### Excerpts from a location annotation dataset
::::::::

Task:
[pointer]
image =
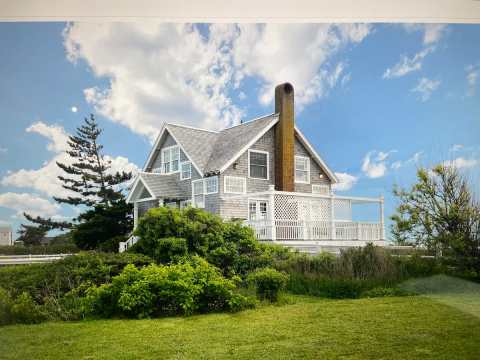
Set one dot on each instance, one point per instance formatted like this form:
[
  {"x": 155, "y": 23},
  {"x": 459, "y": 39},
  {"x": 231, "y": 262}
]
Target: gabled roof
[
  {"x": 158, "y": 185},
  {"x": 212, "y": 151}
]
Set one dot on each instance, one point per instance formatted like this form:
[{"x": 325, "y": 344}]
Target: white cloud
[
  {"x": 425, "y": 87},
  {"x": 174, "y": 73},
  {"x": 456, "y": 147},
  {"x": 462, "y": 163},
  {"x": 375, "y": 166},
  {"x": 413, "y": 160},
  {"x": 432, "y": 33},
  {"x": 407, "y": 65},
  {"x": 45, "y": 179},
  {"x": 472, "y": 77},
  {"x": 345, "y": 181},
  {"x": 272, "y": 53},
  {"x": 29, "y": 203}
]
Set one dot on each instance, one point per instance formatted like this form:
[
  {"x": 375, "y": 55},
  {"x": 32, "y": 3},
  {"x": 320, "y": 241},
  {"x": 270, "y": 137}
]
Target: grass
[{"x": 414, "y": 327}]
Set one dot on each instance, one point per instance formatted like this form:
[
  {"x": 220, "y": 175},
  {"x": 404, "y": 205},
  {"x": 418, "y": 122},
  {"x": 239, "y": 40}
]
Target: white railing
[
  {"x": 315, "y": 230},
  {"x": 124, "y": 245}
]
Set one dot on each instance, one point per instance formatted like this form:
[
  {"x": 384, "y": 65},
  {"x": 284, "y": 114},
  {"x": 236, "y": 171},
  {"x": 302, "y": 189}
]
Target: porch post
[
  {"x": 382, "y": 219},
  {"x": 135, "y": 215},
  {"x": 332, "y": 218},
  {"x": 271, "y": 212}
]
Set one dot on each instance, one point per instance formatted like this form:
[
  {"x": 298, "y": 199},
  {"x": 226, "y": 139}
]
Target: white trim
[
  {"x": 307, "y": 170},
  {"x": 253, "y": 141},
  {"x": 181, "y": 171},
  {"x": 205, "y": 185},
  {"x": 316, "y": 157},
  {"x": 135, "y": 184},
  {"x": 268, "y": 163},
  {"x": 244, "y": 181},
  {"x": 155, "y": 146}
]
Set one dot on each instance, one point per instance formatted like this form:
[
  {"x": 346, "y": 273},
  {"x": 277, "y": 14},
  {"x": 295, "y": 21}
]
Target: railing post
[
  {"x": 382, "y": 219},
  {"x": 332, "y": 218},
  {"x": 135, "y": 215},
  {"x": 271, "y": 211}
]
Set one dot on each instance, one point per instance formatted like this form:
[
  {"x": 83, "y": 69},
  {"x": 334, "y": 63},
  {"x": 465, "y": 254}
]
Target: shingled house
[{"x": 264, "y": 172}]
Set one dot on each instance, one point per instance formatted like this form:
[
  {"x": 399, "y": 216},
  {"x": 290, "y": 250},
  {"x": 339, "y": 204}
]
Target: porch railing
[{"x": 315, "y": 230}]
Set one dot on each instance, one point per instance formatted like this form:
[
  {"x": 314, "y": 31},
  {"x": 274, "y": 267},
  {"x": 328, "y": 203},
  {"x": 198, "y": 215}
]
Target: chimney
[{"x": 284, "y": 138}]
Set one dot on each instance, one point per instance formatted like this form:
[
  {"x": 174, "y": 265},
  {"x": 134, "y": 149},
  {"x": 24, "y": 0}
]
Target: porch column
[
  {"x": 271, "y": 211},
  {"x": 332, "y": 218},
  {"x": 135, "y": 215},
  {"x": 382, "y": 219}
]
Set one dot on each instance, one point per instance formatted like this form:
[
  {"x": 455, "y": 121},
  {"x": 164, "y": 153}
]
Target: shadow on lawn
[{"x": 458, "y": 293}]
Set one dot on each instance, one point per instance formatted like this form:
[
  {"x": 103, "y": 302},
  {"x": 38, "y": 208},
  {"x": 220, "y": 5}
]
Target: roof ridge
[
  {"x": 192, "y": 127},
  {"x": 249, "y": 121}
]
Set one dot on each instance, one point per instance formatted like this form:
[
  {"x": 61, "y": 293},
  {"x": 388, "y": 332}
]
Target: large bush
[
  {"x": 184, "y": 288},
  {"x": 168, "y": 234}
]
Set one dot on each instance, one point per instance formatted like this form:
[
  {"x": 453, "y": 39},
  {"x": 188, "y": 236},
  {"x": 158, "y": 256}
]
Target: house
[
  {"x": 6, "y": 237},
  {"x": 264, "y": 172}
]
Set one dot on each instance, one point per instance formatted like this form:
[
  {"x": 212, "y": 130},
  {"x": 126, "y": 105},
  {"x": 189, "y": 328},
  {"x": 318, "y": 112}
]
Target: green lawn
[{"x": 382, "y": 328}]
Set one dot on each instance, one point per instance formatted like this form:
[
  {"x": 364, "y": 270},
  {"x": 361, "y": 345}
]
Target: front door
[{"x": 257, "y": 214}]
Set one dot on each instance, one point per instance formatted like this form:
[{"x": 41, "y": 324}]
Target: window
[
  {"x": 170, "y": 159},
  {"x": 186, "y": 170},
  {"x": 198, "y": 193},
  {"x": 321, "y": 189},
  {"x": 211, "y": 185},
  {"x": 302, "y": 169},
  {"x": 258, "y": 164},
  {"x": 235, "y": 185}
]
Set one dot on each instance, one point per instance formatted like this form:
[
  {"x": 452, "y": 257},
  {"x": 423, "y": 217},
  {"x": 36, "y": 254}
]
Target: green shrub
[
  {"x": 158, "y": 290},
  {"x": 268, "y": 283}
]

::::::::

### GOAL
Please find each line in the material above that contains the string "green", and copy those lines out. Only matches with the same case count.

### CORRECT ANSWER
Target: green lawn
Target: green shrub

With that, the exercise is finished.